===== RECORDS SHOWN =====

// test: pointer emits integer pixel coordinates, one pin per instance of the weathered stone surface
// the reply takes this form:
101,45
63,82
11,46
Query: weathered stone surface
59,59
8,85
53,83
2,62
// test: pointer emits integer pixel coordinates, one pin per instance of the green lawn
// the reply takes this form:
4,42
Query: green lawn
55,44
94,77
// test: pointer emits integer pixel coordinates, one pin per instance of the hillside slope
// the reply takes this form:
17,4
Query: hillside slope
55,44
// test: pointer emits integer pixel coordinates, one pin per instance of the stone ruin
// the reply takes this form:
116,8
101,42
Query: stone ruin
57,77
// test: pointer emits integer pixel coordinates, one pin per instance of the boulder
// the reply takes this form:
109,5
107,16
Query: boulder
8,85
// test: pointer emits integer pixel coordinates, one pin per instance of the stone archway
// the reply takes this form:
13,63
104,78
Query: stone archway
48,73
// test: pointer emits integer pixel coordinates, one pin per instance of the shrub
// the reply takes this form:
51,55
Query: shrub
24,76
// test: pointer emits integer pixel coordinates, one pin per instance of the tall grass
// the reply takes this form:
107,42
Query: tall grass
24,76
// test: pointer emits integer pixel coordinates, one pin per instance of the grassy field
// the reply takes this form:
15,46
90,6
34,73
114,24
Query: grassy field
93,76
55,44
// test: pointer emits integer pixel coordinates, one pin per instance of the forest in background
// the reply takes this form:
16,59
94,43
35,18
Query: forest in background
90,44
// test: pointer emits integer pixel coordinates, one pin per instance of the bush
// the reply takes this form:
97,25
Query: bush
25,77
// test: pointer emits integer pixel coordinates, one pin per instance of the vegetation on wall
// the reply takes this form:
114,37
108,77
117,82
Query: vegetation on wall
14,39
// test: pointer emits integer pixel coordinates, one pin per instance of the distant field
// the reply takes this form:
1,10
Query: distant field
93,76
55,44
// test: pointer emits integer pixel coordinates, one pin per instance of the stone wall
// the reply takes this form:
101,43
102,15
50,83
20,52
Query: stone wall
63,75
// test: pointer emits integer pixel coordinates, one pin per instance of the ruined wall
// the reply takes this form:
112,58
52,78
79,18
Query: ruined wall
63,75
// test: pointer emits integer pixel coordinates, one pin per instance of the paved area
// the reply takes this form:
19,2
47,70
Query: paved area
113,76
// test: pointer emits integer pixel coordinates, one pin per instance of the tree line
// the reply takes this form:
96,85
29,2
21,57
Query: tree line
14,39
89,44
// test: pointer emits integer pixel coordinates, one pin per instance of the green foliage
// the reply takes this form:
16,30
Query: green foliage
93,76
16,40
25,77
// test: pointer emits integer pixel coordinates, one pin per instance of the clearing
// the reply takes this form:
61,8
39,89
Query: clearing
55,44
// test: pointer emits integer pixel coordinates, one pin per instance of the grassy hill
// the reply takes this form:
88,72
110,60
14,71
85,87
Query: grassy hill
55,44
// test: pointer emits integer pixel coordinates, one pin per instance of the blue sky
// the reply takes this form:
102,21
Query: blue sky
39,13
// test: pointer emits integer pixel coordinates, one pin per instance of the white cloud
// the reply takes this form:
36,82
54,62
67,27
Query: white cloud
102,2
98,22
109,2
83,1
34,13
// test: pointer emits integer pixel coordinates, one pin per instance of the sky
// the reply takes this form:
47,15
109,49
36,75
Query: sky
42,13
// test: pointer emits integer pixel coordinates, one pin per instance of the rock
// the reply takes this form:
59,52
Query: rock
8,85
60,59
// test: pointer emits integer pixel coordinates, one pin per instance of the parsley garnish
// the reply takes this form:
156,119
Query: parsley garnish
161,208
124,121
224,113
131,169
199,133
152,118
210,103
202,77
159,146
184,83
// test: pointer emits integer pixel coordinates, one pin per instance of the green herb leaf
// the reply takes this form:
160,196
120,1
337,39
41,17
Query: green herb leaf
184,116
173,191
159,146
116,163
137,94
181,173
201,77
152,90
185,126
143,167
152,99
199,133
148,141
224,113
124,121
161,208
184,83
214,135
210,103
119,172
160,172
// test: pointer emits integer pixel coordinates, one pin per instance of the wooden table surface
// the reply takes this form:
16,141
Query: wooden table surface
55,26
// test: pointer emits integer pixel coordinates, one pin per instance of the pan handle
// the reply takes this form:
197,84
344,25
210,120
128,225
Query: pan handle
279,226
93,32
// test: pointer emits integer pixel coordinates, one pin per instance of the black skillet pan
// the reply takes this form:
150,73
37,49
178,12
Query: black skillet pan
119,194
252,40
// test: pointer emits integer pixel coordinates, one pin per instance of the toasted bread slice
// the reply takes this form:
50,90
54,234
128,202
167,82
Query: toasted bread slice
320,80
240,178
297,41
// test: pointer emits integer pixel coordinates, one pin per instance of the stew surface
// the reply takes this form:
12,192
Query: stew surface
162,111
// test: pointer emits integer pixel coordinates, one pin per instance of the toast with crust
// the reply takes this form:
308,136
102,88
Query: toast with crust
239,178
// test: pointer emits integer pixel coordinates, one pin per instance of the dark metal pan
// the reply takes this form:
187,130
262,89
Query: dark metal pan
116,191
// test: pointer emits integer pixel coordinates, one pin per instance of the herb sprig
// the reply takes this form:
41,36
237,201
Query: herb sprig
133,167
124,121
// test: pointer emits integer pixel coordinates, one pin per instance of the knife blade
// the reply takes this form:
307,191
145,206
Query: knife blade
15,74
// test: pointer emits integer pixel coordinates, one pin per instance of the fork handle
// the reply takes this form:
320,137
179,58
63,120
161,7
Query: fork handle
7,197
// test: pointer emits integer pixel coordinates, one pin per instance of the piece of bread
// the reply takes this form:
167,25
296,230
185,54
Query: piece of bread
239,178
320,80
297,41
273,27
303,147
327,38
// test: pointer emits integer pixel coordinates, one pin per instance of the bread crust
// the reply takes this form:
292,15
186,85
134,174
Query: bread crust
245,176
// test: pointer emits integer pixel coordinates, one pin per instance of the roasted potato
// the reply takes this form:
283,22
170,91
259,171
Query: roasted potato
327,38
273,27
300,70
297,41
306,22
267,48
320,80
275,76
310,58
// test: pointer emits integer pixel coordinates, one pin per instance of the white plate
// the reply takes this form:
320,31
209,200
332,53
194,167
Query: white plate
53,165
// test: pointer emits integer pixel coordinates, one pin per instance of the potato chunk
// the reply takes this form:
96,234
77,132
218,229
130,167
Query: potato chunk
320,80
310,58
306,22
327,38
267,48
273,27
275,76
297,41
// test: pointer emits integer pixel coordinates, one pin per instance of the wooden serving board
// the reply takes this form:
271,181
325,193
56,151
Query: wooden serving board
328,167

=====

▸ **SHORT EXERCISE**
Copy exactly the lines above, from the one containing "the white plate" through the very last line.

▸ **RESPONSE TO THE TASK**
// test: pointer emits integer pixel coordinates, one pin per instance of the white plate
// the reply takes this form:
320,31
209,200
332,53
194,167
Query: white plate
53,165
// test: pointer emits integer pixel coordinates, one pin per instance of the potato chunk
// the reply takes this form:
96,234
77,132
218,229
130,167
Query: potato chunk
320,80
310,58
306,22
327,38
267,48
273,27
275,76
297,41
// test: pointer emits integer pixel coordinates, one pin per instance of the wooden serving board
// the reply takes this form:
271,181
325,193
56,151
Query: wooden serving board
328,167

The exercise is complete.